Transfer everything below, from the line that contains "Every instance of the thumb" down through the end of the entries, including its request, adding 23 to every coordinate in the answers and leaving the pictures out.

* begin LISTING *

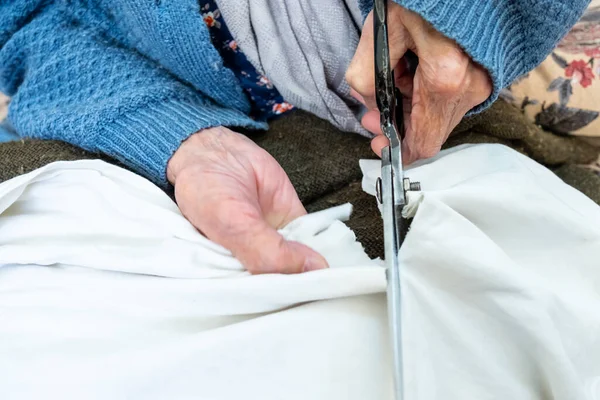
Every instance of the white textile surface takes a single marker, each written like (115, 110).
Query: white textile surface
(106, 292)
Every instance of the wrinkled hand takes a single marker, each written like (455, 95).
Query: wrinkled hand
(446, 85)
(237, 195)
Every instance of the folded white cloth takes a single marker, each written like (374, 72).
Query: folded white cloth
(106, 291)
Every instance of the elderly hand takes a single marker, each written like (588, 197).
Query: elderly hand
(446, 84)
(236, 194)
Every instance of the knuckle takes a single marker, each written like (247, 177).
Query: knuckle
(359, 82)
(427, 152)
(450, 73)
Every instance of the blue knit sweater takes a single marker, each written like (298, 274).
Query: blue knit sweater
(134, 78)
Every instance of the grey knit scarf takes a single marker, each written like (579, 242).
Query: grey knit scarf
(304, 47)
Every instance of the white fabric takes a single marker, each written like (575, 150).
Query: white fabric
(106, 292)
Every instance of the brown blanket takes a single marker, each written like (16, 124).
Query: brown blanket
(322, 162)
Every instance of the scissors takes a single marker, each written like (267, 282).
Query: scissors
(393, 185)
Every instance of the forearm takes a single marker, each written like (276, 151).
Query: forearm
(507, 37)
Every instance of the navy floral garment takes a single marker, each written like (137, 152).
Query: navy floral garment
(266, 101)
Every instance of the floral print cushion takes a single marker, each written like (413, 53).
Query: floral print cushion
(563, 94)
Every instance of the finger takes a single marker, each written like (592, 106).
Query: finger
(240, 227)
(371, 121)
(378, 143)
(479, 86)
(357, 96)
(261, 249)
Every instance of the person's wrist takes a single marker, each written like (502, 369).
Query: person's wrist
(189, 151)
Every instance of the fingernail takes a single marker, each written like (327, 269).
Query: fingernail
(314, 263)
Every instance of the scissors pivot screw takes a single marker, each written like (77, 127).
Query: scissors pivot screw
(411, 186)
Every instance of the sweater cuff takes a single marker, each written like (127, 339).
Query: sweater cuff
(491, 33)
(146, 138)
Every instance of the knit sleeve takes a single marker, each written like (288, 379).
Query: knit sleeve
(73, 84)
(507, 37)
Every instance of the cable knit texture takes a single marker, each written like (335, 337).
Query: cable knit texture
(507, 37)
(135, 78)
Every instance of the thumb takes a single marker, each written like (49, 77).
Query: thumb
(263, 250)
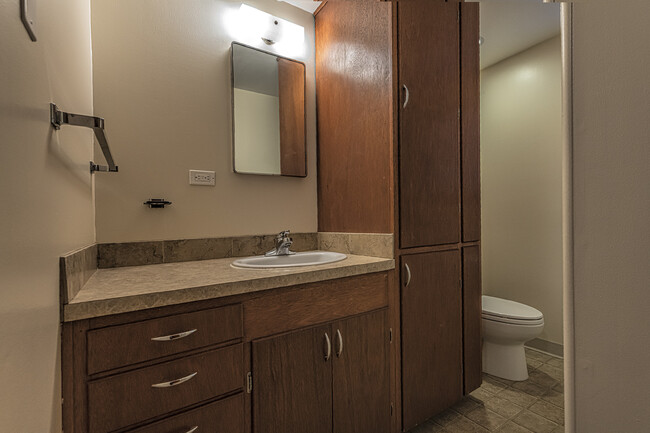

* end LISTING *

FULL SOLUTION
Every instance of the thumb takes a single marker, each written like (49, 77).
Query: thumb
(286, 273)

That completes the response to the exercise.